- Passage fourni
────────────────────────────────────────

Si vous ne l'acceptez pas, de toute façon, ce sont des choses qui vont être étudiées, mais il me semble quand même qu'on peut jouer sur cela un peu plus loin.

M. CREPEAU: Mais, je vous avoue, M. le Président, je comprends très bien que le problème existe. Vous l'avez soulevé et M. Capar-ros l'a lui même présenté. Bien sûr, vous pouvez dire: La solution ne viendra que dans quelques années. Mais je pense pouvoir vous dire que notre comité des personnes et de la famille est en train d'étudier les effets du mariage. Et un des effets du mariage, c'est le domicile conjugal, la protection du domicile. Et je vous avoue, personnellement, moi, que je n'oserais pas m'aventurer à vous suggérer, ce matin, un texte dont je ne connaisse pas les incidences. C'est cela le problème.

M. PAUL: Est-ce que vous mettriez une objection dans les circonstances, M. Crépeau et M. Comtois, à reconsidérer peut-être une nouvelle phraséologie du bill, de cet article-là? C'est parce que je crains, comme le disait tout à l'heure Mme Kirkland-Casgrain, peut- être que l'objection majeure au bill viendra de cet article-là.

M. LE PRESIDENT: Je pense qu'il y a un danger aussi, si on prend l'exemple de M. Caparros, dans les cas de séparation, la garde des enfants est un élément. En vertu de la loi, aujourd'hui c'est le mari, en premier lieu, qui a le droit de garder les enfants. En fait, cela arrive très peu souvent.

MME KIRKLAND-CASGRAIN: C'est le contraire.

M. LE PRESIDENT: Mais je pense que les gens vont insister pour obtenir la garde des enfants, pour avoir la possession de l'immeuble.

MME KIRKLAND-CASGRAIN: Oui, mais seulement ce ne sera pas accordé à la légère, d'une façon arbitraire. Il faut que les faits qui donnent lieu à la garde soient prouvés.

M. LE PRESIDENT: H y a toujours la garde provisoire, aussi, qui entre en ligne de compte.

────────────────────────────────────────

Enregistrements
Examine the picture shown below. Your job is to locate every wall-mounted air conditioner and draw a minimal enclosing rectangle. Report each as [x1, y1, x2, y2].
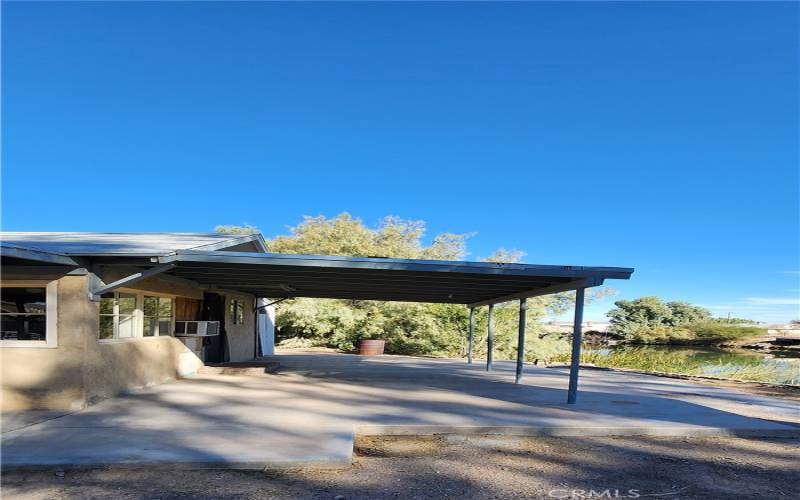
[175, 321, 219, 337]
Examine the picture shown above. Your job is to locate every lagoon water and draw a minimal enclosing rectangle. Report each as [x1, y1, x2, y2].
[584, 345, 800, 384]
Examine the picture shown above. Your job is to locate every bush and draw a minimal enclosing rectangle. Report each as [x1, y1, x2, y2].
[689, 321, 766, 344]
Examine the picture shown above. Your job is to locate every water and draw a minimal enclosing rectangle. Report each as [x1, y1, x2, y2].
[584, 345, 800, 384]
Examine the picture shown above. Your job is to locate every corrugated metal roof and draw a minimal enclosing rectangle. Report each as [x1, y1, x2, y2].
[158, 250, 633, 305]
[0, 232, 263, 256]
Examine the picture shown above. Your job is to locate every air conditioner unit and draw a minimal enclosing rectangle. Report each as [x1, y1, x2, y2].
[175, 321, 219, 337]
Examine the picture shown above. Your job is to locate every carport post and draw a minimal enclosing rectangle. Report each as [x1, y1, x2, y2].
[486, 304, 494, 372]
[514, 298, 528, 384]
[467, 307, 475, 364]
[567, 288, 586, 405]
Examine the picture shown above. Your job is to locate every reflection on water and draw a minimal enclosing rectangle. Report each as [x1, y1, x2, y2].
[582, 345, 800, 384]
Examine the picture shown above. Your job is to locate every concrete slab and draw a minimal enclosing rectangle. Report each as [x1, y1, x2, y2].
[2, 353, 800, 468]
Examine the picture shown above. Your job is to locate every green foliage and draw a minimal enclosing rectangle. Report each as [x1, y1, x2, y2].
[608, 297, 764, 344]
[690, 321, 766, 344]
[554, 346, 800, 384]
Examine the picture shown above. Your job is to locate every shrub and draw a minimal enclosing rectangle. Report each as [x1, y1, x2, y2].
[689, 321, 766, 344]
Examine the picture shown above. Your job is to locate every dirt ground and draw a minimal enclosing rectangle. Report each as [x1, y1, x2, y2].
[1, 437, 800, 500]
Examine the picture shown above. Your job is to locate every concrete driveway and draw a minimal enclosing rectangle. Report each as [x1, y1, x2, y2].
[2, 353, 800, 468]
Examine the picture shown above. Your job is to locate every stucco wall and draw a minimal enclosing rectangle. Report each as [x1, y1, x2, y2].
[225, 294, 255, 361]
[0, 276, 89, 410]
[0, 276, 253, 411]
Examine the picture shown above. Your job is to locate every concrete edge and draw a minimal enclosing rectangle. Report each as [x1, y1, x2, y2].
[0, 458, 353, 472]
[356, 425, 800, 438]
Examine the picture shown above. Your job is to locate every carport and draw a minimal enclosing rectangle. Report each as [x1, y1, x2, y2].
[92, 250, 633, 404]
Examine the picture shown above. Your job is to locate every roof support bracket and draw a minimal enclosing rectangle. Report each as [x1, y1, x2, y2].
[89, 263, 176, 302]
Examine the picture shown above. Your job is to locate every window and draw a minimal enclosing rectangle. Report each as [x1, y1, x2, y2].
[144, 295, 172, 337]
[0, 281, 58, 347]
[99, 292, 175, 340]
[231, 299, 244, 325]
[0, 287, 47, 342]
[100, 292, 136, 339]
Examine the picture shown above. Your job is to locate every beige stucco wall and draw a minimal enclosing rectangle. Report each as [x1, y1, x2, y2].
[0, 276, 253, 411]
[225, 293, 255, 361]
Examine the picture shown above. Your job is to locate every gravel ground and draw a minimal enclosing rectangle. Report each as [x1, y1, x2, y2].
[2, 437, 800, 500]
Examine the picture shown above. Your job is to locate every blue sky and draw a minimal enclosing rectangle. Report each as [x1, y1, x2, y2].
[2, 2, 800, 321]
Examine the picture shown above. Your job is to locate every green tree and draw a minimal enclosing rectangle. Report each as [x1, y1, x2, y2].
[607, 296, 763, 344]
[667, 301, 711, 326]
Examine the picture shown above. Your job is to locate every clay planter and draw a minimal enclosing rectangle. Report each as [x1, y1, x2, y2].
[358, 339, 386, 356]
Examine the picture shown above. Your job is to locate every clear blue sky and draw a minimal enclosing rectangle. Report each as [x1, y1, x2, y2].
[2, 2, 800, 321]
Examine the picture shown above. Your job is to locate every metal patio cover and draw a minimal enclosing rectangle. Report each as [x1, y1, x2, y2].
[153, 250, 633, 306]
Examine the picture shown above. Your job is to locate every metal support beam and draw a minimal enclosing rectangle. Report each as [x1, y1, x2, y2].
[89, 263, 176, 302]
[567, 288, 586, 405]
[467, 307, 475, 364]
[486, 304, 494, 372]
[514, 299, 528, 384]
[469, 277, 603, 307]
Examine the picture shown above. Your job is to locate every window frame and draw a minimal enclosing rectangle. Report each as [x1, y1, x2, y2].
[141, 292, 175, 339]
[229, 297, 244, 325]
[0, 280, 58, 349]
[97, 288, 177, 344]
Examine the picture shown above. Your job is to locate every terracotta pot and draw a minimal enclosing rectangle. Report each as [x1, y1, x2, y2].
[358, 339, 386, 356]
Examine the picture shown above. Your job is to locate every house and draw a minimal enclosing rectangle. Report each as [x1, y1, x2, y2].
[0, 233, 266, 410]
[0, 233, 633, 410]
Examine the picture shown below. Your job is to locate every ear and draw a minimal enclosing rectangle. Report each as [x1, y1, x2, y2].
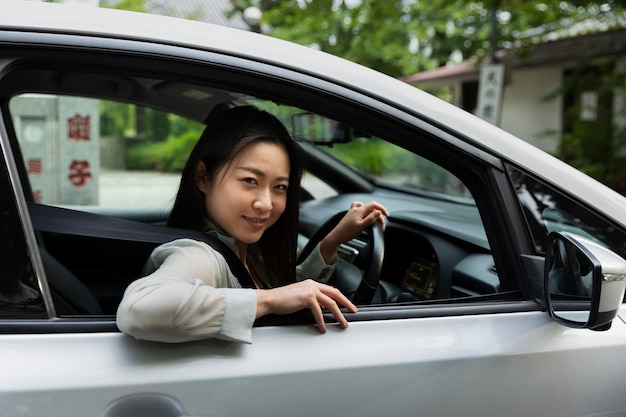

────────────────────────────────────────

- Consigne
Recopiez sans rien changer l'extrait du débat sur le bill, de « M. LE PRESIDENT: Mais » jusqu'à « ligne de compte. » inclusivement.

- Réponse attendue
M. LE PRESIDENT: Mais je pense que les gens vont insister pour obtenir la garde des enfants, pour avoir la possession de l'immeuble.

MME KIRKLAND-CASGRAIN: Oui, mais seulement ce ne sera pas accordé à la légère, d'une façon arbitraire. Il faut que les faits qui donnent lieu à la garde soient prouvés.

M. LE PRESIDENT: H y a toujours la garde provisoire, aussi, qui entre en ligne de compte.